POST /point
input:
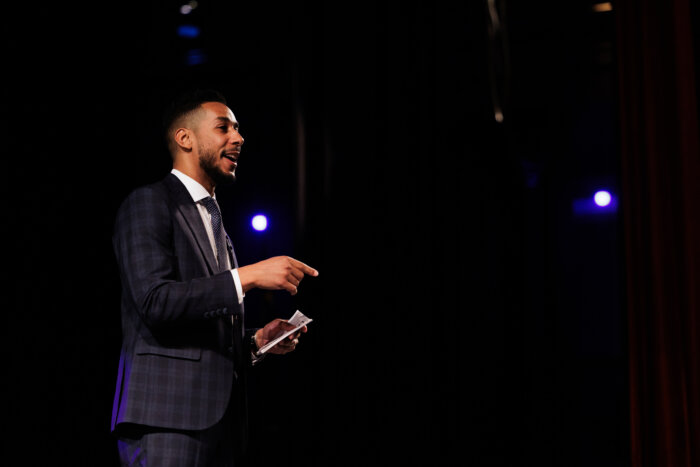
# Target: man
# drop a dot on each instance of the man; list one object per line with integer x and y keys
{"x": 180, "y": 397}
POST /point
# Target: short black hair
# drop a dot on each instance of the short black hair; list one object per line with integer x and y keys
{"x": 185, "y": 103}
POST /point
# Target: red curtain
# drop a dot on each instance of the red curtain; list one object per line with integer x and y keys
{"x": 661, "y": 203}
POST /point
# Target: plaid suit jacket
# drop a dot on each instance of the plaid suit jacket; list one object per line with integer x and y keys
{"x": 176, "y": 366}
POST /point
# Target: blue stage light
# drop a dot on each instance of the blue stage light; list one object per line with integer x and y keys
{"x": 603, "y": 202}
{"x": 259, "y": 222}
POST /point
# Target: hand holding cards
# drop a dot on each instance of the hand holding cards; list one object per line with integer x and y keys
{"x": 298, "y": 320}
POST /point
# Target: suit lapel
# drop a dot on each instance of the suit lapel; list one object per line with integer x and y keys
{"x": 188, "y": 209}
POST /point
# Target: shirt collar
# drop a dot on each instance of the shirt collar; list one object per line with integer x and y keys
{"x": 195, "y": 189}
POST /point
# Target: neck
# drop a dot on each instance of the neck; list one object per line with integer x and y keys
{"x": 196, "y": 173}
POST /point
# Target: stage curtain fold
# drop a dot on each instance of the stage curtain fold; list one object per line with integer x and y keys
{"x": 660, "y": 166}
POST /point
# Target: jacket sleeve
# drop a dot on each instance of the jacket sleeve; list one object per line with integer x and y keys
{"x": 157, "y": 265}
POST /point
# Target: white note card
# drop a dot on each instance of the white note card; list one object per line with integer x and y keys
{"x": 298, "y": 320}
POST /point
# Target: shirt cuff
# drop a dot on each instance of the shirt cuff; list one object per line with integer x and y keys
{"x": 237, "y": 283}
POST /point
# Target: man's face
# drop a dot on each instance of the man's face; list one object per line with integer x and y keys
{"x": 218, "y": 142}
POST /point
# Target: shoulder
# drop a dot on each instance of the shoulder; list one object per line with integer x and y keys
{"x": 144, "y": 202}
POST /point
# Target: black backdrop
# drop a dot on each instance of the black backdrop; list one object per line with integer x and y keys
{"x": 463, "y": 316}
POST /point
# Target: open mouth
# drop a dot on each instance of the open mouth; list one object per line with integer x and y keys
{"x": 233, "y": 157}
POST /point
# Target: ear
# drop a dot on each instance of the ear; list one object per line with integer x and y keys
{"x": 183, "y": 138}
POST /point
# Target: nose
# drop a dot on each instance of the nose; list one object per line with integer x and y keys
{"x": 236, "y": 137}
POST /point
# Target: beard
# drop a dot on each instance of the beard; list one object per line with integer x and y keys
{"x": 208, "y": 161}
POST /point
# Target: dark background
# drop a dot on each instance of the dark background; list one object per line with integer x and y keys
{"x": 465, "y": 312}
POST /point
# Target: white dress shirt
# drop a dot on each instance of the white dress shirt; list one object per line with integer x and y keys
{"x": 198, "y": 193}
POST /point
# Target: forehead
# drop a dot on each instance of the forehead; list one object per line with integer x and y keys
{"x": 214, "y": 111}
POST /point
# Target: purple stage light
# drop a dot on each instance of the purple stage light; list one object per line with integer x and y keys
{"x": 188, "y": 31}
{"x": 259, "y": 222}
{"x": 602, "y": 198}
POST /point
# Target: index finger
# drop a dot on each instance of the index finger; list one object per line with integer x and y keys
{"x": 305, "y": 268}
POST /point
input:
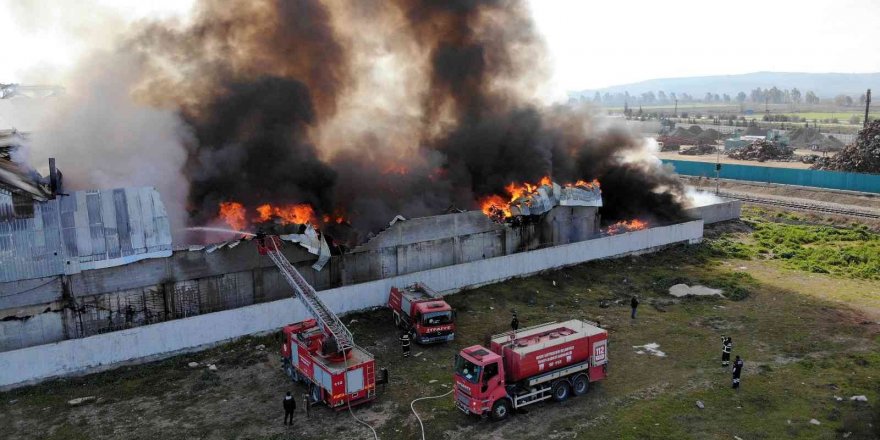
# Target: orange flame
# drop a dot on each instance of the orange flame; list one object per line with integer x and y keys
{"x": 498, "y": 208}
{"x": 626, "y": 226}
{"x": 495, "y": 207}
{"x": 299, "y": 214}
{"x": 234, "y": 214}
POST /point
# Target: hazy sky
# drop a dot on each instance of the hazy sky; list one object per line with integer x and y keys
{"x": 592, "y": 44}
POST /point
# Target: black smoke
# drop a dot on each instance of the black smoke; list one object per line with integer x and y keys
{"x": 255, "y": 81}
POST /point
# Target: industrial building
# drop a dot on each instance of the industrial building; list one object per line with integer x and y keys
{"x": 86, "y": 263}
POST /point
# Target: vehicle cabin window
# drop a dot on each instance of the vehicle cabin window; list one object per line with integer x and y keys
{"x": 490, "y": 371}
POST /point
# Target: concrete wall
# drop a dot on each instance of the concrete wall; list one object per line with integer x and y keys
{"x": 74, "y": 356}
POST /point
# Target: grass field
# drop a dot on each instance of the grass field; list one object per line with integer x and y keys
{"x": 807, "y": 337}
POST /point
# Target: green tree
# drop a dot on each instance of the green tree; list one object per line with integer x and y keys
{"x": 795, "y": 95}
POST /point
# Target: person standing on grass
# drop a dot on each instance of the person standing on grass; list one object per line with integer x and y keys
{"x": 289, "y": 408}
{"x": 737, "y": 371}
{"x": 726, "y": 348}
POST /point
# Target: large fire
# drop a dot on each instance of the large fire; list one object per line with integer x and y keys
{"x": 234, "y": 214}
{"x": 498, "y": 207}
{"x": 237, "y": 217}
{"x": 299, "y": 214}
{"x": 626, "y": 226}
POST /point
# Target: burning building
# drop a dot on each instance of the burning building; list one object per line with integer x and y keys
{"x": 277, "y": 118}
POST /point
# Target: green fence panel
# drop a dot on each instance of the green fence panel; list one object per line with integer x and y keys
{"x": 787, "y": 176}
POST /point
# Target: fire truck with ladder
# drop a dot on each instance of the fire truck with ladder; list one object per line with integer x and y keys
{"x": 421, "y": 311}
{"x": 547, "y": 361}
{"x": 320, "y": 352}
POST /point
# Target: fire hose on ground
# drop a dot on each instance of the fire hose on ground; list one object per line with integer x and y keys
{"x": 413, "y": 408}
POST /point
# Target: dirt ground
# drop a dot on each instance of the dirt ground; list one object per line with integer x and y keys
{"x": 806, "y": 340}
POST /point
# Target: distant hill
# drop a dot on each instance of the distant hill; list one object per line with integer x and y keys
{"x": 826, "y": 85}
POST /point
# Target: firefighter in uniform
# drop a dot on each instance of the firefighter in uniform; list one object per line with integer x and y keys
{"x": 737, "y": 371}
{"x": 726, "y": 348}
{"x": 404, "y": 343}
{"x": 289, "y": 407}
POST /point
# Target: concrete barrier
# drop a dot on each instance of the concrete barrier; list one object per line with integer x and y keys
{"x": 95, "y": 353}
{"x": 717, "y": 212}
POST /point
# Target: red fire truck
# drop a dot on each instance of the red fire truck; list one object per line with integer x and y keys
{"x": 320, "y": 352}
{"x": 547, "y": 361}
{"x": 420, "y": 310}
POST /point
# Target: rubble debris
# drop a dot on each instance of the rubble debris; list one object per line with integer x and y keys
{"x": 530, "y": 200}
{"x": 681, "y": 290}
{"x": 652, "y": 348}
{"x": 314, "y": 243}
{"x": 861, "y": 156}
{"x": 81, "y": 400}
{"x": 806, "y": 137}
{"x": 699, "y": 150}
{"x": 761, "y": 151}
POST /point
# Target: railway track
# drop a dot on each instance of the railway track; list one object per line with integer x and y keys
{"x": 801, "y": 206}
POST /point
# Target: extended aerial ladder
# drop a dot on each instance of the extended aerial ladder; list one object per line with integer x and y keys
{"x": 332, "y": 326}
{"x": 320, "y": 351}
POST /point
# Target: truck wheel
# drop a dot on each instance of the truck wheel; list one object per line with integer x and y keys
{"x": 500, "y": 410}
{"x": 560, "y": 391}
{"x": 580, "y": 385}
{"x": 315, "y": 393}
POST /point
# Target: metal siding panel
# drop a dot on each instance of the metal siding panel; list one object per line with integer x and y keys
{"x": 148, "y": 218}
{"x": 80, "y": 231}
{"x": 68, "y": 224}
{"x": 135, "y": 221}
{"x": 83, "y": 235}
{"x": 111, "y": 233}
{"x": 96, "y": 225}
{"x": 163, "y": 225}
{"x": 123, "y": 226}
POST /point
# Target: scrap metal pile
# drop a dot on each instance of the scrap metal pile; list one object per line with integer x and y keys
{"x": 699, "y": 150}
{"x": 806, "y": 137}
{"x": 862, "y": 156}
{"x": 763, "y": 150}
{"x": 691, "y": 136}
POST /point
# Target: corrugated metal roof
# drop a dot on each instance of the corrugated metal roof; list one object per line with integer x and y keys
{"x": 81, "y": 231}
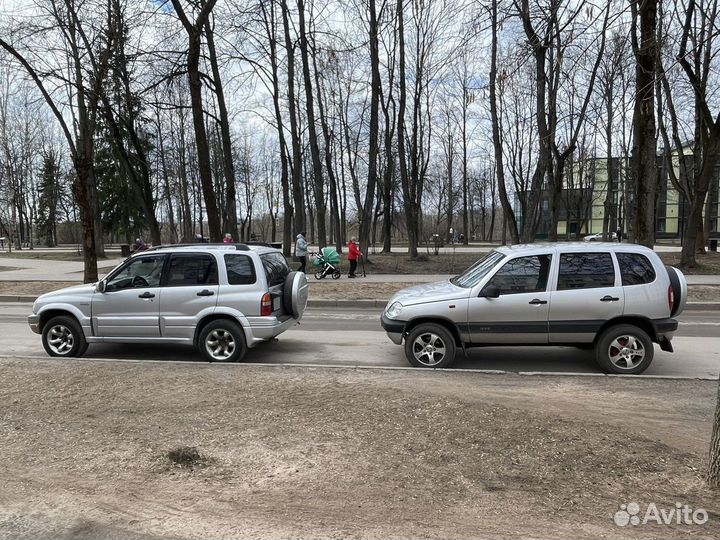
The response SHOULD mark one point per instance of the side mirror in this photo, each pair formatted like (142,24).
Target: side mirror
(491,291)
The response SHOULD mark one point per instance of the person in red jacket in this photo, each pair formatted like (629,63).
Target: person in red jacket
(354,254)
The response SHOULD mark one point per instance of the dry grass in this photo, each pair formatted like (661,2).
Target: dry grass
(312,453)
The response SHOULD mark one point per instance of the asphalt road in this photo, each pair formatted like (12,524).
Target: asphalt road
(338,336)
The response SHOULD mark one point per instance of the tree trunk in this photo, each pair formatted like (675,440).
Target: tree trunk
(228,165)
(296,164)
(713,475)
(288,209)
(318,181)
(644,141)
(194,32)
(508,213)
(375,91)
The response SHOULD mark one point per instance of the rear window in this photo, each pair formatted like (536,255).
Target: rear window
(585,271)
(276,268)
(240,269)
(191,269)
(635,269)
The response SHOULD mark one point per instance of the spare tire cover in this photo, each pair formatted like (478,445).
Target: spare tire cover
(295,294)
(676,282)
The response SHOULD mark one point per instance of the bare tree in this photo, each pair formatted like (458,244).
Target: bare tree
(644,14)
(194,32)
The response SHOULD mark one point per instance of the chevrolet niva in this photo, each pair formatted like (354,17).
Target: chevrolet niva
(616,298)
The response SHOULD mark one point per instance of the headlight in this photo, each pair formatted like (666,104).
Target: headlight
(394,310)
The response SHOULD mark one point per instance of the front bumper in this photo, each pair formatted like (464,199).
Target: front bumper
(394,329)
(34,322)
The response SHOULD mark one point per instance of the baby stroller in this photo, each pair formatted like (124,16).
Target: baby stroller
(326,260)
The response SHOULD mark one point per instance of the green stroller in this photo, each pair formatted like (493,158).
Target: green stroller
(326,260)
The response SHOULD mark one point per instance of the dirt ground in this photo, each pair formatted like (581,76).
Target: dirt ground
(322,290)
(342,453)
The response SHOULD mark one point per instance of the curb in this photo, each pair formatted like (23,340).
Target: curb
(354,367)
(690,306)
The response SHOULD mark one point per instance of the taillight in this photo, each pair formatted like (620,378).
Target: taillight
(266,305)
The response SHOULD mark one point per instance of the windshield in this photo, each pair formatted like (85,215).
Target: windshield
(473,275)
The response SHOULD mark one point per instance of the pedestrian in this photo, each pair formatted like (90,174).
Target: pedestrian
(139,245)
(354,254)
(301,250)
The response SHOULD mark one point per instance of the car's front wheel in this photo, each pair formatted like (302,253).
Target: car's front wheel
(222,341)
(62,336)
(430,345)
(624,349)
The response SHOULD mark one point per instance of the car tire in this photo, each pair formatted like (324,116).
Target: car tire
(624,349)
(222,340)
(62,337)
(430,345)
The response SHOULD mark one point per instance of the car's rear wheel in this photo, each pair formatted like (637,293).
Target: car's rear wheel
(63,337)
(223,341)
(624,349)
(430,345)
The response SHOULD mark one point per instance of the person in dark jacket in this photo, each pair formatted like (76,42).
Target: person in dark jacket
(301,250)
(354,254)
(139,245)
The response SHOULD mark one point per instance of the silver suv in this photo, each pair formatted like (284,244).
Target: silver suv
(617,298)
(222,299)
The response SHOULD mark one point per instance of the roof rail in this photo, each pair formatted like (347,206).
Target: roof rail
(238,246)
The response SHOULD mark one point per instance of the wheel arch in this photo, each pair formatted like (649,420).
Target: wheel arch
(202,323)
(451,326)
(636,320)
(51,313)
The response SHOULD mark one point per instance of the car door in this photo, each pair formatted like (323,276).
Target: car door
(588,292)
(129,305)
(189,292)
(520,313)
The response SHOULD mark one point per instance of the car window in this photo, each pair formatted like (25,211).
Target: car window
(145,271)
(585,271)
(473,275)
(240,269)
(523,275)
(276,268)
(635,269)
(191,269)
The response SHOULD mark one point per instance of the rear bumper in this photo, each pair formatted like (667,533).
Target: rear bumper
(664,332)
(265,328)
(395,329)
(664,327)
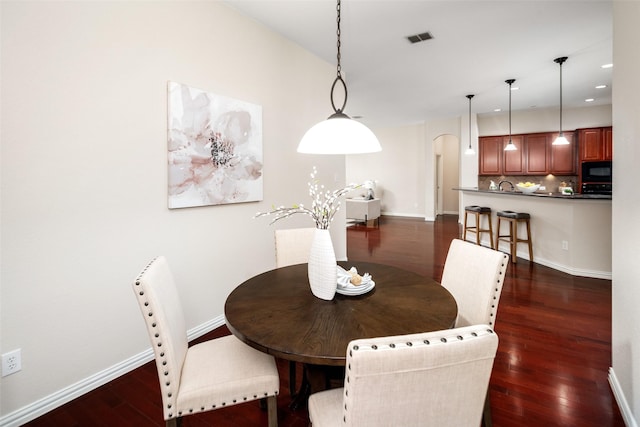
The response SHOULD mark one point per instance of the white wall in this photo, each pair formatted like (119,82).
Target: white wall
(544,120)
(626,205)
(398,170)
(448,147)
(84,173)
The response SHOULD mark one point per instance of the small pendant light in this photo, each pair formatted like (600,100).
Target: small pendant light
(560,140)
(510,146)
(339,134)
(469,151)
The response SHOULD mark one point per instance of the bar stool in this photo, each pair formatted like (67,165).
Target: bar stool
(514,218)
(478,212)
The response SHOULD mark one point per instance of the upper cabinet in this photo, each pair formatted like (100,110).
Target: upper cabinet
(513,162)
(490,155)
(535,155)
(563,157)
(595,144)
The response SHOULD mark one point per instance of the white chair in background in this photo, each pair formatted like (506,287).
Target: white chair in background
(429,379)
(210,375)
(293,246)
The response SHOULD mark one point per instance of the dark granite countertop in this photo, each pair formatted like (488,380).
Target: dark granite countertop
(539,194)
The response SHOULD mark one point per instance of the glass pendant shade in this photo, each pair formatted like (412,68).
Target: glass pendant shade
(339,135)
(561,140)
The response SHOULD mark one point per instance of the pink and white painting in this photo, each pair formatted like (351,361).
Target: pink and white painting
(215,148)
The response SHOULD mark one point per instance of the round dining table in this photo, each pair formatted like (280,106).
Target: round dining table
(275,312)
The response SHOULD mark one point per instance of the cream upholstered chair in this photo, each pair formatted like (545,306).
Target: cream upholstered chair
(474,275)
(210,375)
(293,246)
(430,379)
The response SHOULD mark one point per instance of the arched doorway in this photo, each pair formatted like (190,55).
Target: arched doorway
(446,148)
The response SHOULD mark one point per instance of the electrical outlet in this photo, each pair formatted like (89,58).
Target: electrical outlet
(11,362)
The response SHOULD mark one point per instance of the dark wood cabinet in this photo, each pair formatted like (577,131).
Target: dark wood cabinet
(535,155)
(490,155)
(595,144)
(513,161)
(608,143)
(563,159)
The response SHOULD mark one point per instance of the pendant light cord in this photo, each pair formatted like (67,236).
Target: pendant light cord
(510,82)
(470,96)
(560,61)
(339,68)
(339,111)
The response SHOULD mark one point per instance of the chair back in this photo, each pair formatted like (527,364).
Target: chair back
(293,246)
(160,305)
(474,275)
(429,379)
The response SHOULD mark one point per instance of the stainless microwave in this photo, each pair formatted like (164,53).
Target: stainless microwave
(599,172)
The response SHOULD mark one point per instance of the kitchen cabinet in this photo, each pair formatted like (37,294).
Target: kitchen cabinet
(536,155)
(563,157)
(513,161)
(537,152)
(608,143)
(490,155)
(595,144)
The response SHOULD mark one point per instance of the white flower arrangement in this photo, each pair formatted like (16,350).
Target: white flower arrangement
(324,204)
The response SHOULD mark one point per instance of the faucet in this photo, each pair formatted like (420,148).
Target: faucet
(508,182)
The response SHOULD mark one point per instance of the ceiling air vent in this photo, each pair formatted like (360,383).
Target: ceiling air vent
(420,37)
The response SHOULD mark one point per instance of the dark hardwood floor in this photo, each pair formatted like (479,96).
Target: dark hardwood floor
(550,370)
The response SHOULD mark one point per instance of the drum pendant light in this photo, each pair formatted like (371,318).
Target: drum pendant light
(469,151)
(339,134)
(560,140)
(510,146)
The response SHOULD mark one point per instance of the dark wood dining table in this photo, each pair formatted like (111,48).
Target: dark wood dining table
(275,312)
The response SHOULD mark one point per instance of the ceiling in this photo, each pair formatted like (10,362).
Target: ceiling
(476,46)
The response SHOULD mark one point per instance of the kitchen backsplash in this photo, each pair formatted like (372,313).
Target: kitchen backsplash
(550,182)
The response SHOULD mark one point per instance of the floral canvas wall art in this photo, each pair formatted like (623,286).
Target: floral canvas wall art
(214,148)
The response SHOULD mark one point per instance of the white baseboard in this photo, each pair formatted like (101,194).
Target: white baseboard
(410,215)
(625,410)
(67,394)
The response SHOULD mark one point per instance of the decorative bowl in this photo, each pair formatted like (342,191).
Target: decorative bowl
(528,189)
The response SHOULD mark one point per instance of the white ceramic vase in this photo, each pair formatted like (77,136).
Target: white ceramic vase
(322,266)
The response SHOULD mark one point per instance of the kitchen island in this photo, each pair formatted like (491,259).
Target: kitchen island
(569,233)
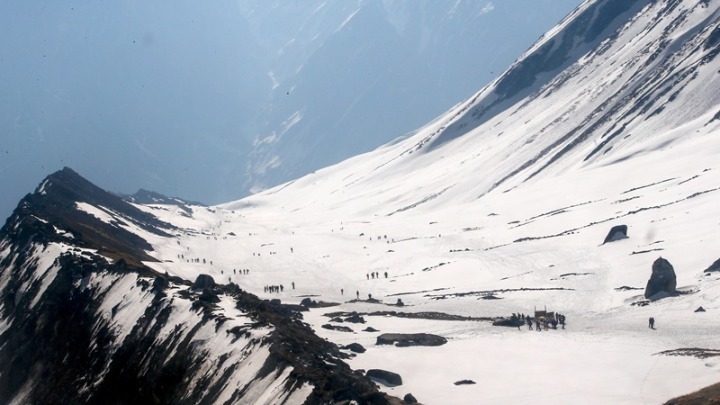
★ ★ ★ ★ ★ ★ ★
TASK DETAILS — With every picture omitted, write out the material exactly from its first line through the line containing "# Target: plaid suit jacket".

TASK OUTPUT —
POST /point
input:
# Target: man
# drop a dot on each instance of the man; list one object per line with integer x and y keys
{"x": 180, "y": 397}
POST /point
# Target: short black hair
# drop a dot on each instance of the short black hair; list one object per line with integer x and y keys
{"x": 185, "y": 103}
POST /point
# Target: red curtain
# drop a dot on each instance of the red curtain; list one object per line with integer x and y keys
{"x": 661, "y": 203}
POST /point
# Target: plaid suit jacket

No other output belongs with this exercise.